━━━━━ EXTRACTED ENTRIES
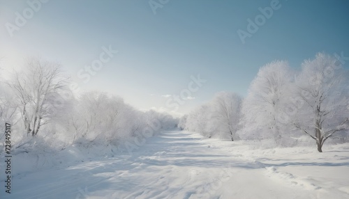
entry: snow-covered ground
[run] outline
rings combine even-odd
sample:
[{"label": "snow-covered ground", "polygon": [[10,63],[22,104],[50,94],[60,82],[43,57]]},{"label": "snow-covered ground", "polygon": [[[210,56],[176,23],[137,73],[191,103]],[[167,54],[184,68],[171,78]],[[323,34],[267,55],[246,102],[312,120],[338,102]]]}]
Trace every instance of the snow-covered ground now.
[{"label": "snow-covered ground", "polygon": [[[315,146],[266,150],[248,144],[174,130],[148,138],[132,155],[87,158],[67,149],[55,161],[47,157],[52,168],[13,176],[11,194],[1,184],[1,198],[349,198],[349,144],[324,146],[323,153]],[[84,161],[60,164],[66,153]],[[40,161],[36,165],[45,165]],[[13,170],[16,164],[25,166],[14,159]]]}]

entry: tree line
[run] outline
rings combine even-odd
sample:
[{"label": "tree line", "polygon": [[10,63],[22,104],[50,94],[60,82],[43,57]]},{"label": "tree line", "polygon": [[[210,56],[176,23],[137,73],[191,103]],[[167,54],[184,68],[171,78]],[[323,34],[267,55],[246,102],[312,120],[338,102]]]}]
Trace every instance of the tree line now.
[{"label": "tree line", "polygon": [[136,110],[106,93],[73,93],[59,63],[31,58],[24,66],[6,79],[0,75],[0,129],[5,122],[13,124],[13,148],[19,152],[71,145],[118,146],[142,136],[154,123],[158,131],[178,123],[170,115]]},{"label": "tree line", "polygon": [[336,135],[348,140],[349,73],[335,57],[318,53],[300,71],[276,61],[260,67],[246,98],[221,92],[182,117],[179,127],[232,141],[273,141],[290,146],[302,134],[318,152]]}]

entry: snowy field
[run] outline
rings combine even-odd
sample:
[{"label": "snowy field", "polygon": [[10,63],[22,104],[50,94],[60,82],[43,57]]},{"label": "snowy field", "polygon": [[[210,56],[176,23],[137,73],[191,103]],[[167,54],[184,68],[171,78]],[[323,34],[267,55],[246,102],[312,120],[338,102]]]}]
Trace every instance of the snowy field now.
[{"label": "snowy field", "polygon": [[1,184],[1,198],[349,198],[349,143],[325,145],[323,153],[315,146],[248,144],[175,130],[148,138],[131,154],[97,156],[71,148],[34,158],[31,165],[46,165],[36,170],[26,165],[29,159],[14,157],[13,170],[27,170],[13,176],[11,194]]}]

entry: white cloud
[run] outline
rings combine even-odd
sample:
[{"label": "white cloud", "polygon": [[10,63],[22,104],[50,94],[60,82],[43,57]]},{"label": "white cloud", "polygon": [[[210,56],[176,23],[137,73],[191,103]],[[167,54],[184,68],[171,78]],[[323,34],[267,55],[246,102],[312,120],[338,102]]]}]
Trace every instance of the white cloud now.
[{"label": "white cloud", "polygon": [[166,97],[166,98],[168,98],[168,97],[171,97],[171,96],[172,96],[171,95],[168,95],[168,95],[161,95],[161,97]]}]

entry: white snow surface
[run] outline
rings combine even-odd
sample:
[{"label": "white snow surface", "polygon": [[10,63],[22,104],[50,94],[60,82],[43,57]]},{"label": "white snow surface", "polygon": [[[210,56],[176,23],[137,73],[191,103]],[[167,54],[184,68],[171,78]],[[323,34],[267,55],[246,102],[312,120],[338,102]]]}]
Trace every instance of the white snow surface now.
[{"label": "white snow surface", "polygon": [[349,198],[348,143],[322,153],[251,145],[172,130],[114,157],[110,148],[87,154],[73,147],[36,159],[17,155],[12,193],[1,175],[0,198]]}]

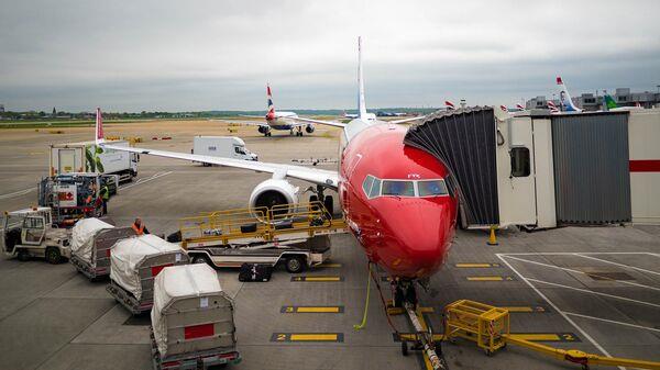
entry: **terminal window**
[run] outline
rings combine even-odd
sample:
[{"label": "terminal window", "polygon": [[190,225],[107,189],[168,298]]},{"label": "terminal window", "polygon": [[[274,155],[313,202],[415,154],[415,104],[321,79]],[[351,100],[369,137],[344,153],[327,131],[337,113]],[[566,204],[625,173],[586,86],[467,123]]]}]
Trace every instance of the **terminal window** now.
[{"label": "terminal window", "polygon": [[529,149],[526,147],[512,148],[512,177],[526,177],[530,173]]}]

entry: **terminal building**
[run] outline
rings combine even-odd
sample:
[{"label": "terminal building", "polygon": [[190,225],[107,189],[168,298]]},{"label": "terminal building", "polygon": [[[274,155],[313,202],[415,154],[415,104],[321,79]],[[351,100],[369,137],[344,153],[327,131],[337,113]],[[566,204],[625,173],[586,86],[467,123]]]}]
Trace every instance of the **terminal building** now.
[{"label": "terminal building", "polygon": [[[630,92],[630,88],[617,88],[612,98],[619,106],[635,106],[637,104],[644,108],[660,106],[660,91]],[[559,99],[552,99],[552,102],[557,106],[560,105]],[[585,92],[579,97],[573,97],[573,103],[585,111],[598,111],[603,109],[603,96]],[[525,108],[528,110],[548,109],[548,99],[544,96],[529,99],[525,103]]]}]

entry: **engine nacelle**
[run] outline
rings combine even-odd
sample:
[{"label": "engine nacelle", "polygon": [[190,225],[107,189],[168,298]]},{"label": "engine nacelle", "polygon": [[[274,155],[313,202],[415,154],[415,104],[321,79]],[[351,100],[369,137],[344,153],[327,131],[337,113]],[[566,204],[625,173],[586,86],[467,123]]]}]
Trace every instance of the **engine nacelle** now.
[{"label": "engine nacelle", "polygon": [[[257,184],[250,194],[250,208],[272,208],[273,205],[285,205],[298,203],[298,191],[286,180],[268,179]],[[283,210],[286,212],[286,210]]]}]

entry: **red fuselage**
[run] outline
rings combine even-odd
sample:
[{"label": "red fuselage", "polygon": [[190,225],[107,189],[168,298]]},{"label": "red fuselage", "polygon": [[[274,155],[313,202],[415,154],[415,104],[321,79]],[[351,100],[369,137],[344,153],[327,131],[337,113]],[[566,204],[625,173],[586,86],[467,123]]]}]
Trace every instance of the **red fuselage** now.
[{"label": "red fuselage", "polygon": [[377,124],[356,134],[342,150],[339,194],[351,232],[369,259],[391,276],[428,278],[447,260],[455,231],[453,195],[369,198],[371,175],[391,180],[444,179],[447,168],[430,154],[404,145],[406,128]]}]

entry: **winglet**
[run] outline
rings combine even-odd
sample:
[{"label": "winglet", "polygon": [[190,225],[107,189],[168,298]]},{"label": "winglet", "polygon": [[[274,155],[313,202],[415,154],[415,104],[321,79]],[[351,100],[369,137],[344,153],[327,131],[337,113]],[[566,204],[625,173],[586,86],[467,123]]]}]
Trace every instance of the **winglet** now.
[{"label": "winglet", "polygon": [[360,92],[358,96],[358,111],[361,119],[366,120],[366,103],[364,102],[364,81],[362,78],[362,36],[358,36],[358,85]]},{"label": "winglet", "polygon": [[101,109],[97,108],[97,122],[96,122],[96,144],[103,143],[106,139],[103,138],[103,117],[101,116]]}]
━━━━━━━━━━
**DESCRIPTION OF THE TASK**
Please return every line of the items above that contains the word "entry".

**RESPONSE**
entry: snow-covered ground
entry: tree line
entry: snowy field
entry: white cloud
entry: white snow surface
entry: **terminal window**
entry: **terminal building**
entry: **engine nacelle**
entry: **red fuselage**
entry: **winglet**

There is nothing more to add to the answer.